**Problem:** Transcribe the records verbatim, images excluded.

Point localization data
◇ ◇ ◇ ◇

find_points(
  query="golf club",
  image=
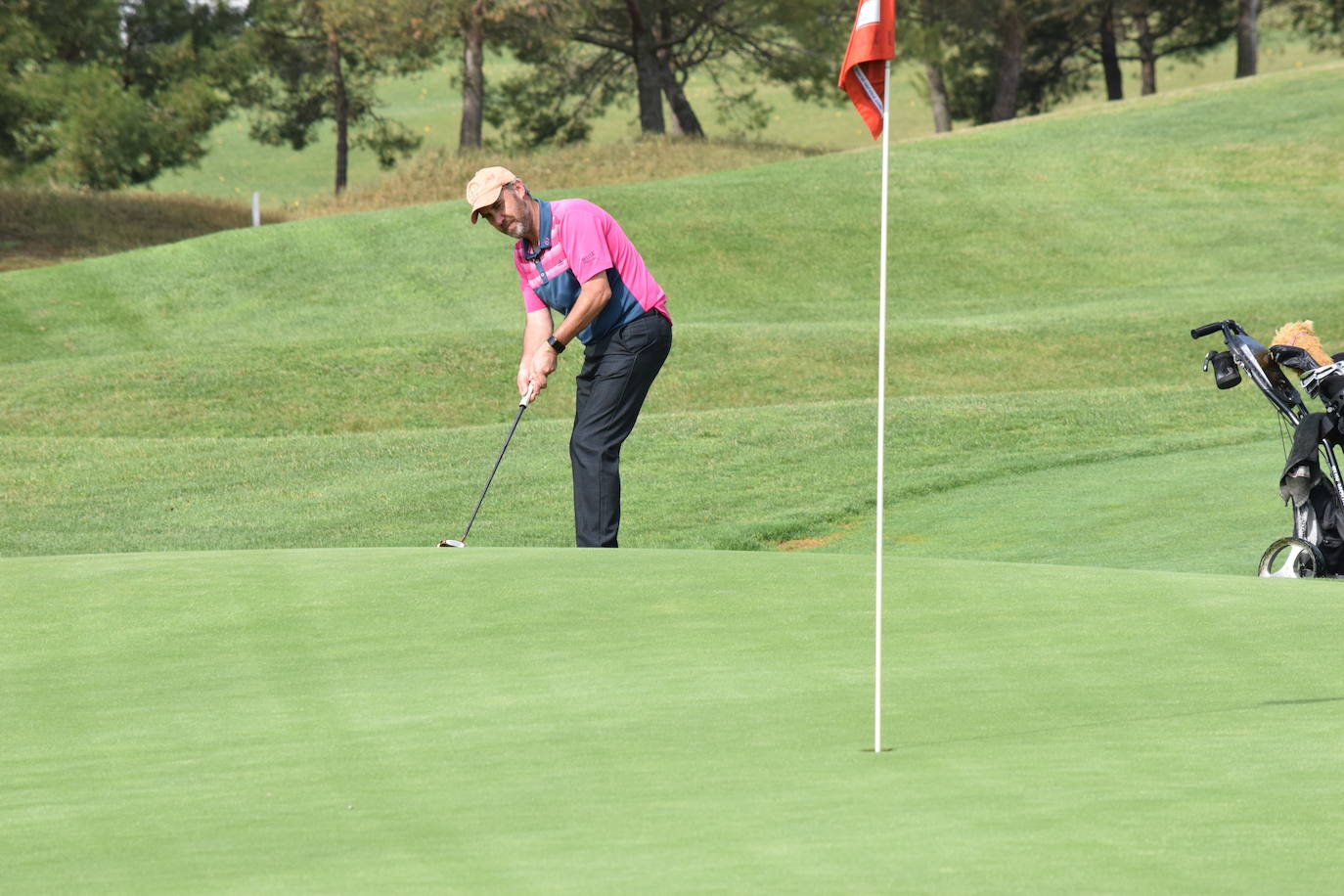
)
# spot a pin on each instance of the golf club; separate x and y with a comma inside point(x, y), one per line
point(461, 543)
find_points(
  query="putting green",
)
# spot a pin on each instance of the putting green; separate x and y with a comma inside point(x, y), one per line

◇ ◇ ◇ ◇

**Solution to this task:**
find_points(
  query="golf club",
  image=
)
# spot a pin on each instance of the golf club; separate x and y with a comma inside point(x, y), one per line
point(461, 543)
find_points(
  query="putting green",
)
# spot a pin on each instance of the putting green; separate x and y with a comma inside point(x, y), one per line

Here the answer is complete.